Yazılı Görev: Aşağıdaki alıntıdan "25 Mart 2011" ifadesini içeren yerden başlayan ve "baharı özlüyor musunuz?" ifadesinden sonra biten bölümü harfi harfine kopyalayın.

Alıntı:
────────

25 Mart 2011

Bir yerde KorKu varsa....


Doğayı, ağaçları, yolculukları, denizi, kemiklerinizi ısıtan güneşi ve içinizde çiçeklenecek baharı özlüyor musunuz?

Hayat bir garip değil mi şu sıralar? Bir sürü bilinmez ve kaosun içinde çalkalanıyoruz. Kıyılara vuran dev tsunami dalgaları, yer kürenin şiddetle sarsılması, nükleer sızıntı tehlikesi, olasılıklar, korkular, yasaklar... yazma yasağı, okuma yasağı.... ülkelerin anlaşmazlıkları, savaşlar, koltuk hırsları, sayısız töre ve kadın cinayetleri, haksızlıklar, hastalıklar, kayıplar, kaybedişler... Bir yandan kaosun içindeyiz, diğer taraftan baharı bekliyor griye çalınmış yüreklerimiz... İçimizde dışımızdan farklı değil sanki...

Zamanı linear bir doğru gibi kurgulayıp durduk. Başlangıç vardı, bitişe varana kadar yapılacaklar vardı. Hep ileriye doğru gitmekti hedefimiz... ’Sonra bakarız’ dedik çoğu şeye, avuttuk bazen kendimizi... Oysa zaman bir yanılsama... Zaman, yuvarlak bir sarmal aslında... O yüzden belki de belli aralıklarla aynı dönemleri yaşayışımız... Sarıp sarıp aynı noktaya varışımız, aynı noktalarda tıkanışımız...

Neler yaşıyorsunuz? Derin bir karmaşa, belirsizlikler, eskiyen enerjileri bırakamamanın verdiği tutkun korkular, cevapları bir ileri tarihte verilecek anlık sorular, sıkıntı belki, hayatın tek-düzeliği mi yoksa yalnızlık mı daha çok dipsizleşti, karar verememek mi sorun, beklemek mi neyi beklediğini bilmeden?

────────

Açıklamalı koordinat kayıtları:
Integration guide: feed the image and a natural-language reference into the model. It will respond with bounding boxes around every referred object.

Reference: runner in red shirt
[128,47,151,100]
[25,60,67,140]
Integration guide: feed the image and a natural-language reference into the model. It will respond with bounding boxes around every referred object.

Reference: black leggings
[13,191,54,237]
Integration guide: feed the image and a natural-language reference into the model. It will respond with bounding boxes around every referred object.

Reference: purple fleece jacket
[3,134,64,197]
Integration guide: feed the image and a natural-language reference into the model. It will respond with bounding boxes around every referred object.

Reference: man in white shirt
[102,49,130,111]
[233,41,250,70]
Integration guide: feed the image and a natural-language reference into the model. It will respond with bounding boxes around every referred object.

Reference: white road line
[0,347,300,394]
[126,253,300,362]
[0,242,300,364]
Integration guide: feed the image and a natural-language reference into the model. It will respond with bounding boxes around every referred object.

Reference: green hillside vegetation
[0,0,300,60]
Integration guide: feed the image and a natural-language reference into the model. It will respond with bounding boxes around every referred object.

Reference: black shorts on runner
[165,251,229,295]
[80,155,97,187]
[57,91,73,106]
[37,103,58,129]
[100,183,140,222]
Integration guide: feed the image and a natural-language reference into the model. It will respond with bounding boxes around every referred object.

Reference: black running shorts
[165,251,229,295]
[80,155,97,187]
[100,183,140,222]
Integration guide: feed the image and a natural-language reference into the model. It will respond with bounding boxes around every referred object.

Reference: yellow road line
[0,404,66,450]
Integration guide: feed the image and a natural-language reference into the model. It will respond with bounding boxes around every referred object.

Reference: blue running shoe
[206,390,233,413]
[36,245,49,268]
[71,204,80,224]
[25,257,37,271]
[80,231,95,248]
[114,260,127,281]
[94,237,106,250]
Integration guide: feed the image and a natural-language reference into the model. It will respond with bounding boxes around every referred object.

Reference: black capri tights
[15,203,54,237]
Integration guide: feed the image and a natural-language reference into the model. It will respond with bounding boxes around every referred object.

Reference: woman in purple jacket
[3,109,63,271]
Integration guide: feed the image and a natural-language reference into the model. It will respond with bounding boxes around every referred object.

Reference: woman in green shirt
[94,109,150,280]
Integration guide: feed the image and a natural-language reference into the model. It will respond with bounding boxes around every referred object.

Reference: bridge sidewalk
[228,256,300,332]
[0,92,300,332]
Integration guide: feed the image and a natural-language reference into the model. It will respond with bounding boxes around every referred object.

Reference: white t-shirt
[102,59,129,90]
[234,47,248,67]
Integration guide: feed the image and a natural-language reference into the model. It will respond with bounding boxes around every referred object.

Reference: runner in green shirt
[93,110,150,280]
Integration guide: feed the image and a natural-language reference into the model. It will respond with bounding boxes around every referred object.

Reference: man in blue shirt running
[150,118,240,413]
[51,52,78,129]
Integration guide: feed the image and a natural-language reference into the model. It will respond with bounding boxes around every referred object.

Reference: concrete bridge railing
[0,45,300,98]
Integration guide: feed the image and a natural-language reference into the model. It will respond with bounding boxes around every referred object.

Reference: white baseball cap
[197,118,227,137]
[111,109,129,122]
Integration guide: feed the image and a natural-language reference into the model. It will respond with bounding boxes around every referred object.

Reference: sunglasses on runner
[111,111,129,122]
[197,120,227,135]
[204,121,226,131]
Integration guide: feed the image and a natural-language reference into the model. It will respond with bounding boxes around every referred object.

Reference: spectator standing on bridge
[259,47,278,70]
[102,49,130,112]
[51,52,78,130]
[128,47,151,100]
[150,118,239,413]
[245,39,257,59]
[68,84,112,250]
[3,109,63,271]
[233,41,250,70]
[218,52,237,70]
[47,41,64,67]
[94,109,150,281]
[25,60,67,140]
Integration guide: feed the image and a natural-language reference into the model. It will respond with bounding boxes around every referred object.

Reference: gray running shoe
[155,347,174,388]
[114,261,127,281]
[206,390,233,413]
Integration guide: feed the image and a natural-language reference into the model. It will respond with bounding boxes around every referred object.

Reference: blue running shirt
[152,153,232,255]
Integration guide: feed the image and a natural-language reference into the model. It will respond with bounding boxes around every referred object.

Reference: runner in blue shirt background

────────

Çıktı:
25 Mart 2011

Bir yerde KorKu varsa....


Doğayı, ağaçları, yolculukları, denizi, kemiklerinizi ısıtan güneşi ve içinizde çiçeklenecek baharı özlüyor musunuz?